CHALLENGE A: Find each line in the records that contains the word "knife" and copy those lines out in full.

Objection: The Doctrine of Faith Healing Is Cruel to Parents Who Have Lost Children to Illness

This is similar to saying that the doctrine of salvation from hell is cruel to parents whose children have died without Christ and gone to suffer eternal punishment.  The truth is not always comforting, but it beats lies.  It beats saying that God kills little children or that God lets sinners go scot-free if they’re reasonably good, although either comment may temporarily soothe a grieving person.  Ultimately, there is no soothing, because the person ends up with a compromised God whose word can no longer be trusted.  Anyone who believes these disgusting falsehoods may open the door for Satan to do more damage.  If you are going to cling to the idea that God took your child home for some sovereign reason, you might as well forget trying to believe for healing for the rest of your life.  Your prayers will always be tainted with “ifs” because you will never know the will of God.  You’ll never know if He’s going to make another “sovereign exception.”  Maybe He’s going to “take” you or another relative next!  Believing that God can fail to keep His Word and that He is to blame for your tragedies will strip you of your faith for anything.  If you can’t trust God, you can’t pray and KNOW that you have received from Him.

Please hear the truth.  God did not “take” that child.  Sickness, which was NOT sent by God, did.  God was not to blame.

Neither I nor any faith preacher I know advocates saying to grieving parents at a funeral, “This wouldn’t have happened if you had had enough faith!”  Do that and you will give divine healing a bad name.  The Bible says to grieve with those who grieve, not preach at those who grieve and make them feel bad.  However, it also does not say to water down the gospel to comfort those who grieve.  Healing was available, and the child did not need to die.

Let me repeat that as boldly as I can: THE CHILD DID NOT NEED TO DIE.  HE COULD HAVE BEEN HEALED.  For those who have dared me to make that statement, I just made it!  Don’t go and preach it in people’s faces at funerals, but it is still the truth and you cannot compromise it.  See the discussion, Descent into Stupidity for what happens if you go the other way and compromise God's Word to soothe the grieving parents.

I should clarify that I refer to young children in this discussion.  When children get older, they need to believe for their own healing, and you cannot believe and receive it for them.  When they are young, your faith can receive for them.  Jesus exhorted the father of the demonized boy in Mark 9:17-29 to believe.  He did not exhort the boy himself to believe.

CHALLENGE B: Extend the passage on faith healing and grieving parents with a further paragraph that follows on from its last sentence.

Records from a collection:
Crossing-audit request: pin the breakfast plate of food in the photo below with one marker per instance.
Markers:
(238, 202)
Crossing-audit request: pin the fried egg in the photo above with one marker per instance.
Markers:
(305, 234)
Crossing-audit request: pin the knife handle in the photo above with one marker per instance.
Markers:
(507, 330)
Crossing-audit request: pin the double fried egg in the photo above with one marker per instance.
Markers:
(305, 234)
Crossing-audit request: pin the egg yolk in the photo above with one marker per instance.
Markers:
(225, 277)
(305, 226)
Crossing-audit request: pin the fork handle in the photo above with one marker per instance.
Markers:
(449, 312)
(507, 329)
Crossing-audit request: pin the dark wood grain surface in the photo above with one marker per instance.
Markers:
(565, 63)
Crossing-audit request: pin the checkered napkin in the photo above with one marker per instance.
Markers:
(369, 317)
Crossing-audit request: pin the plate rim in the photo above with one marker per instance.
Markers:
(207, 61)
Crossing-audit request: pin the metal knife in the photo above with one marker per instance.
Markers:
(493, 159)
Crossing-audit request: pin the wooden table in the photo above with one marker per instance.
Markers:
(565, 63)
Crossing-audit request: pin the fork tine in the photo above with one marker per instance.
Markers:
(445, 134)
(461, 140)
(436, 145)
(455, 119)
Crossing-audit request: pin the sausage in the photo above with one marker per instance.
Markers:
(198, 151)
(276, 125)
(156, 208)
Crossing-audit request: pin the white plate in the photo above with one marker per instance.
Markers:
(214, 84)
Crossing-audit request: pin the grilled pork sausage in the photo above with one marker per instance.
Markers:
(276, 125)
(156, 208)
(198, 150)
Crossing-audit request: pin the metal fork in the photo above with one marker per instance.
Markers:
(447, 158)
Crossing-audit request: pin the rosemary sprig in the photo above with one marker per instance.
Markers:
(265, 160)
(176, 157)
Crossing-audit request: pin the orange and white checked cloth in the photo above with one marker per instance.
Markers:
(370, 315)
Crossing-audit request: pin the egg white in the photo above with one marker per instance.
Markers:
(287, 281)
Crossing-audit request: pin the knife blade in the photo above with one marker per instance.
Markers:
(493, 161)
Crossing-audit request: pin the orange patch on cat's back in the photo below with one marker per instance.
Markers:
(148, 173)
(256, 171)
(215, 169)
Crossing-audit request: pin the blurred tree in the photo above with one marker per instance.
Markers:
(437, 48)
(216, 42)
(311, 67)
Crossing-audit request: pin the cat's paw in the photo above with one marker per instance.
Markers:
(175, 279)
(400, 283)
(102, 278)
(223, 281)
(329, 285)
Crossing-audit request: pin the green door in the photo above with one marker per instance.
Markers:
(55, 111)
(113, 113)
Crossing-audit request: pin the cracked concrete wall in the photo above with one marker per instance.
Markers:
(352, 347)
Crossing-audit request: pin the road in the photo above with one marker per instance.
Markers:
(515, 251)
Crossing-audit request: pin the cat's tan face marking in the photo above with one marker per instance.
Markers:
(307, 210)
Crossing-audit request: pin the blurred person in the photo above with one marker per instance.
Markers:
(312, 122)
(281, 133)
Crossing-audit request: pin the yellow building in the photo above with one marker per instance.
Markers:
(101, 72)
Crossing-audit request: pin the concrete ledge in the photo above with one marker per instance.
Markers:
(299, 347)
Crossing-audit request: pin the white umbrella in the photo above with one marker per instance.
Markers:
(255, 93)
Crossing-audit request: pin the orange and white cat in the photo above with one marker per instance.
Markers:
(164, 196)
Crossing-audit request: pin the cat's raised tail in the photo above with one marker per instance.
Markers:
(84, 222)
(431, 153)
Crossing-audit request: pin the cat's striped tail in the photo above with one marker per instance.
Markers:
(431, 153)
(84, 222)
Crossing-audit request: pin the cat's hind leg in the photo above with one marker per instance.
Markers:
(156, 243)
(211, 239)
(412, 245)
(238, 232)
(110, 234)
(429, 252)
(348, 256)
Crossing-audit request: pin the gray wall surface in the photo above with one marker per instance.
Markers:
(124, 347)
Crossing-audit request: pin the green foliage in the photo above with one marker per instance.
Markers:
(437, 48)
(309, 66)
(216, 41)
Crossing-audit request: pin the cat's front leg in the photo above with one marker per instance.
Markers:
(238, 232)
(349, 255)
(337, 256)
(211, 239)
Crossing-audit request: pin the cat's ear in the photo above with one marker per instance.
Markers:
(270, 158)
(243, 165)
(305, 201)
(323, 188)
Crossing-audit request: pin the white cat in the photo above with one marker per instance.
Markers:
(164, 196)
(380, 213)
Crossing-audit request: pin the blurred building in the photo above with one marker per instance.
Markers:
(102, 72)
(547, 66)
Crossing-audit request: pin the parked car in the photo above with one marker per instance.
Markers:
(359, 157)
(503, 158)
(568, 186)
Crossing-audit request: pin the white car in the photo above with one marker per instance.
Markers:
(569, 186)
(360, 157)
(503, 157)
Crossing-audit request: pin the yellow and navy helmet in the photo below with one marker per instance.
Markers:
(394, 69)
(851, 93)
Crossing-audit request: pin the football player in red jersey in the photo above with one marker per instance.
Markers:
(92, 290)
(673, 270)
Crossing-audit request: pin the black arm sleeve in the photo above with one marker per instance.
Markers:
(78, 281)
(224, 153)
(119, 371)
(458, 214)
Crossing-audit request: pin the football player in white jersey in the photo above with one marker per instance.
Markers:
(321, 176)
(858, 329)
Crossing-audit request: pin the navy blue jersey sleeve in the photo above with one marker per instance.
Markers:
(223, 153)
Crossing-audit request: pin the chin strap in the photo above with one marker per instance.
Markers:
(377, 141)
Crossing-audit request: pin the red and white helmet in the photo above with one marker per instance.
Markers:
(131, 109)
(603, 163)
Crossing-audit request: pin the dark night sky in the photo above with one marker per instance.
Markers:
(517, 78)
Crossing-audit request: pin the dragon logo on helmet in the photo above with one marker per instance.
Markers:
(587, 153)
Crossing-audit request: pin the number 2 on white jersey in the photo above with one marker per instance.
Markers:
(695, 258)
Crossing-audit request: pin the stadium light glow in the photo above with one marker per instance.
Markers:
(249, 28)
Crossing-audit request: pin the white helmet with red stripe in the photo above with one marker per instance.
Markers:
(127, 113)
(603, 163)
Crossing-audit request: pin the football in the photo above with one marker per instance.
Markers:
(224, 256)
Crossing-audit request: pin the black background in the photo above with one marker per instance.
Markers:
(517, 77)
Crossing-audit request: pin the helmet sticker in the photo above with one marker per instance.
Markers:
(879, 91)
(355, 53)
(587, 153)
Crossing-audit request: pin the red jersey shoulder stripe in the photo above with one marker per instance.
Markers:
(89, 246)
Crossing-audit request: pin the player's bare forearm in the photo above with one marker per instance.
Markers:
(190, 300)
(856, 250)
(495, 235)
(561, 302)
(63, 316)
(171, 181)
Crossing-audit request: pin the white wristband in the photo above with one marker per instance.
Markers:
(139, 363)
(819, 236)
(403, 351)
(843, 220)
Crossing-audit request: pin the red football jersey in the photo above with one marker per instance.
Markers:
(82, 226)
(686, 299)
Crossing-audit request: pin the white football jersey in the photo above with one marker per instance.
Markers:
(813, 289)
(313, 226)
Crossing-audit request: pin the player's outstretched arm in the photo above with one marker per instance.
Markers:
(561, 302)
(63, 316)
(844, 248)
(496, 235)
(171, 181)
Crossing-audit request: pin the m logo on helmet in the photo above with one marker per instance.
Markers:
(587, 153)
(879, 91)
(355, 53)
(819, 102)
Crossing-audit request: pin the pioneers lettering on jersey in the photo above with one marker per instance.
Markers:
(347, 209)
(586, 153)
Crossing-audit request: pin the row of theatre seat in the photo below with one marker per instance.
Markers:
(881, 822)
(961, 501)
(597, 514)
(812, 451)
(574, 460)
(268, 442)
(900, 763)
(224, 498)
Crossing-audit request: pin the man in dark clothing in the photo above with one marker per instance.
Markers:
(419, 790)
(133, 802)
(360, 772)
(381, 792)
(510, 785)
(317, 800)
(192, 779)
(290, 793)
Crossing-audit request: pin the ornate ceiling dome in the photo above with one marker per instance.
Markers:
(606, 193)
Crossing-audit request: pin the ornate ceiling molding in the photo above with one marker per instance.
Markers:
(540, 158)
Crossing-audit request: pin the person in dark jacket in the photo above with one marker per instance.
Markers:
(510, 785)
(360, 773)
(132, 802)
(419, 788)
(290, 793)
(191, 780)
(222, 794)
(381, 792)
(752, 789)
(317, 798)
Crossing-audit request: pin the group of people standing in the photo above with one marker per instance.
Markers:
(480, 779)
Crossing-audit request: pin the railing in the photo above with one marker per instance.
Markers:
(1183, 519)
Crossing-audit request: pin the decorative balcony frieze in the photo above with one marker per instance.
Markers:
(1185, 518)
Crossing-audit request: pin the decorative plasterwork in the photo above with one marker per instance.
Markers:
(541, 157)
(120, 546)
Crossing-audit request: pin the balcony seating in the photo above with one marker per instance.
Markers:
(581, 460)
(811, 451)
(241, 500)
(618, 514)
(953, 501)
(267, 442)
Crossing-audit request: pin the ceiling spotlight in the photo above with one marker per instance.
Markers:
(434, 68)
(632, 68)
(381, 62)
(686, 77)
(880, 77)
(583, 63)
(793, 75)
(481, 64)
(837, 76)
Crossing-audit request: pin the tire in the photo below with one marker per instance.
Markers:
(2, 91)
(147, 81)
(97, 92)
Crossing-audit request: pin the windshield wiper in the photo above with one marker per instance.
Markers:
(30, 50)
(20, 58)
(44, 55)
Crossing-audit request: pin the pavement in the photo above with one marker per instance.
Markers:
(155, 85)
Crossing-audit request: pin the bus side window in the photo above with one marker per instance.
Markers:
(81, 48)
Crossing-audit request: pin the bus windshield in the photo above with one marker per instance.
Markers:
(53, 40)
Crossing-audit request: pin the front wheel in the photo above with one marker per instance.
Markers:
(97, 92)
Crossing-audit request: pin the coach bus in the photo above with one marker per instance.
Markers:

EXERCISE RESPONSE A:
Crossing-audit request: pin the knife handle in the photo above with one marker per instance.
Crossing-audit request: pin the metal knife in the photo above with one marker per instance.
Crossing-audit request: pin the knife blade in the photo above with one marker per instance.

EXERCISE RESPONSE B:
You will have to decide for yourself what Jesus meant when He said that you can believe you receive what you ask for when you pray and get it.  If this statement’s obvious meaning is true, we should all be doing it.  If you don’t think that we can all do it, you will have to find an alternative explanation for Mark 11:24.  If you don’t believe that Jesus meant that we could receive from God in faith when we pray, you must tell us what He really meant.  The trouble is, I can’t figure out what else His plain words could possibly mean.  If you can’t figure out another meaning, you must accept His words and reject any words that contradict them, including those of people who say that nothing could have been done about the child.

I am not saying that parents who lost a child were in a position where they could have prayed in faith to avoid the tragedy.  The fact is, most people are nowhere near that point in their faith because they haven’t developed their faith by spending time in God’s Word.  They did not stubbornly refuse to do something that they know they should have done.  It was a case of inability to do it.  However, if they had developed their faith, they could have done something.  If you preach anything else, you may soothe the parents but contradict the words of Jesus!  The fact that the disciples could not deliver a demon-possessed boy did not mean that they could not have done it.  Jesus said explicitly that they could have done it!  Recall that in the case of Mark 9:17-29, Jesus exhorted the father to believe!  So it MUST have been possible, though it was evident that he was struggling with it at the time.

People will accuse you of “blaming” people for the death of children.  Some people like to twist your words and accuse you of things.  (They did it to Jesus, they did it to Paul, and they’ll do it to you if you preach divine healing.  Get used to it.)  If we really want to put the blame where it belongs, we should blame the DEVIL.  The parents weren’t the ones who put the foul thing on the child that took his life.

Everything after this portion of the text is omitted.